Friday, September 26, 2014

A good argument for atheism


I will not spend a great deal of time arguing for atheism or even naturalism here, but they are certainly givens to our best understanding of the world. I found someone circling this old argument for atheism, and I have always thought it is the strongest case to be made. It is the problem of the contingency of any religious belief someone holds. Not surprising, it follows one of the main themes of this blog which is trying to understand how our own beliefs and attitudes arise in our selves. The argument then asks whether we should continue to believe facts or continue to reproduce certain habits given where they come from.

I do not know if there is a better way to put this, but there is a traceability problem. I can examine any proposition or especially any proposition that I believe in, trace it to its roots, generally speaking, and I can find an answer that makes intuitive sense. If I believe the New York Yankees (hypothetically speaking) are the greatest team ever, I can trace that to my childhood, location, and parents. Maybe, in the end, I accept that it is less of a proposition and more just my tribal loyalties, and stop worrying about my cheering for the Yankees.

= INFORMATION PROVIDED =
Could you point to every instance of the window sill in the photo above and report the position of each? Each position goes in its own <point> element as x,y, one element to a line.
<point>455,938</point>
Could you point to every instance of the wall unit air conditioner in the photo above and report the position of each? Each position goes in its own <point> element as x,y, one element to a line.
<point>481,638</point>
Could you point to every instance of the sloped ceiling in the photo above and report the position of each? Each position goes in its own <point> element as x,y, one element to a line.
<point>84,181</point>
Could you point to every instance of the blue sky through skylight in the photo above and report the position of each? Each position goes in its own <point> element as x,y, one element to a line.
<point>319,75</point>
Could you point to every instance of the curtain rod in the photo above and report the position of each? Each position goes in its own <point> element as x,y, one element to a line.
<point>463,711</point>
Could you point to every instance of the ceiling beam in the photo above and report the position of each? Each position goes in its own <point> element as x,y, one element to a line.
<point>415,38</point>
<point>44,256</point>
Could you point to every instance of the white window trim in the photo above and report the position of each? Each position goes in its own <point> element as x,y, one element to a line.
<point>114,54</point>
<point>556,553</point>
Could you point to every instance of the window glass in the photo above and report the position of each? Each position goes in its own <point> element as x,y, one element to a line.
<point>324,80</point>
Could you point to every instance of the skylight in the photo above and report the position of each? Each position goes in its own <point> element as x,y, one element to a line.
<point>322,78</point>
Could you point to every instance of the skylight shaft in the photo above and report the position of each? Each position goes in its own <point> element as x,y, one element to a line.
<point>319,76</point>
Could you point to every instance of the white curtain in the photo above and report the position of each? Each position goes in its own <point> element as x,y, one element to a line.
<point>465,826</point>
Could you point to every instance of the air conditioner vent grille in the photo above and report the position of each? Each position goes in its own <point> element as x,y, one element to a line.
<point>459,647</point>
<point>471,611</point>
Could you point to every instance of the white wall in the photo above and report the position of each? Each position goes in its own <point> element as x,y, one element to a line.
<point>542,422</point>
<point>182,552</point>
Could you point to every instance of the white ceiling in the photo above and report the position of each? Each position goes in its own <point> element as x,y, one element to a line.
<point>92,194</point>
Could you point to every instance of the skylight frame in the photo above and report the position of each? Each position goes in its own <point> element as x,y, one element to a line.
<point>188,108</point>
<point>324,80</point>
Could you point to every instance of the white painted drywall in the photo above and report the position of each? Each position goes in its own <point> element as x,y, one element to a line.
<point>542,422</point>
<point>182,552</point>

= SHORT TASK =
Reproduce the blog post on atheism word for word, from "A good argument" through "they come from.".

= WRITTEN RESPONSE =
A good argument for atheism


I will not spend a great deal of time arguing for atheism or even naturalism here, but they are certainly givens to our best understanding of the world. I found someone circling this old argument for atheism, and I have always thought it is the strongest case to be made. It is the problem of the contingency of any religious belief someone holds. Not surprising, it follows one of the main themes of this blog which is trying to understand how our own beliefs and attitudes arise in our selves. The argument then asks whether we should continue to believe facts or continue to reproduce certain habits given where they come from.